▶ **AIM OF THE EXERCISE**:
Print out the complete set of records below, exactly as they read.

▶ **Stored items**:
■ ■ ■ ■ ■
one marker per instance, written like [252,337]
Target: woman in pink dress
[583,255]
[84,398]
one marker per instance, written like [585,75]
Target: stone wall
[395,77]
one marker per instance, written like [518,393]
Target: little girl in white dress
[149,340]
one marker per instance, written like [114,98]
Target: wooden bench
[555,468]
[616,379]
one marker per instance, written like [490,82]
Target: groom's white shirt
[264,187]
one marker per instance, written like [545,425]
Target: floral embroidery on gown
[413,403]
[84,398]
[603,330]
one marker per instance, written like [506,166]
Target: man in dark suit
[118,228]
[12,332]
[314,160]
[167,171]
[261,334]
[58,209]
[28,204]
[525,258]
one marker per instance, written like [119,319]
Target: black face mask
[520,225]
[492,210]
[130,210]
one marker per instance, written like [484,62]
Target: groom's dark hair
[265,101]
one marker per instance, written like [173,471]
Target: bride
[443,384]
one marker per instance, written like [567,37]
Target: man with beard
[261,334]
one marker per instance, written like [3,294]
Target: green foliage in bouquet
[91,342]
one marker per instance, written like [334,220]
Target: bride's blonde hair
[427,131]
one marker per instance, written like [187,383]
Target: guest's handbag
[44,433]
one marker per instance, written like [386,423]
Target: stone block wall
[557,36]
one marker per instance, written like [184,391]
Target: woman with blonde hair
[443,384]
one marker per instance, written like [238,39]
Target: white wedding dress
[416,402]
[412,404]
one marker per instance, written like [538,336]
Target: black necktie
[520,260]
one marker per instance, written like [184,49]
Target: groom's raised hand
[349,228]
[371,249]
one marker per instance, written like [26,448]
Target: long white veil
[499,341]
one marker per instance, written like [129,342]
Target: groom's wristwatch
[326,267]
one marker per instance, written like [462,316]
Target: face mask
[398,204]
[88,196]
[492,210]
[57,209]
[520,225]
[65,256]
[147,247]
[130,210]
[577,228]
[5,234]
■ ■ ■ ■ ■
▶ **ANSWER BOX**:
one marker per instance, written like [252,337]
Target: woman in pink dress
[583,255]
[84,398]
one marker per instance, written like [585,75]
Target: stone wall
[395,77]
one marker per instance, written like [518,393]
Target: little girl in white dress
[149,340]
one marker per instance, written like [114,98]
Target: wooden bench
[555,468]
[616,379]
one marker per instance, written like [490,82]
Target: groom's white shirt
[264,187]
one marker per instance, written like [545,425]
Target: floral embroidery on gown
[413,403]
[84,398]
[603,330]
one marker per instance, written like [506,166]
Target: man in dark suit
[118,228]
[12,332]
[314,160]
[167,171]
[261,334]
[58,209]
[28,204]
[525,258]
one marker per instance, written like [119,319]
Target: black face mask
[520,225]
[492,210]
[130,210]
one marker per instance, written like [484,62]
Target: groom's dark hair
[265,101]
one marker per instance, written like [173,471]
Target: bride
[443,384]
one marker per instance, written like [567,37]
Target: man with beard
[261,334]
one marker per instance, written like [3,294]
Target: green foliage in bouquet
[91,342]
one marker per instance, written like [334,220]
Target: bride's blonde hair
[427,131]
one marker per instance, written like [187,383]
Target: guest's handbag
[44,433]
one marker per instance, written like [386,423]
Target: stone block wall
[557,36]
one marker per instance, written like [184,391]
Target: woman with blonde hair
[443,384]
one marker per instance, written like [238,39]
Target: white wedding dress
[416,402]
[412,404]
one marker per instance, written like [538,336]
Target: black necktie
[520,260]
one marker per instance, written like [184,49]
Target: groom's raised hand
[349,228]
[371,249]
one marker per instance, written like [26,448]
Target: long white veil
[499,341]
one marker per instance, written like [129,342]
Target: groom's wristwatch
[326,267]
one marker per instance, written like [462,316]
Target: face mask
[398,204]
[88,196]
[492,210]
[57,209]
[520,225]
[65,256]
[147,247]
[130,210]
[577,228]
[5,234]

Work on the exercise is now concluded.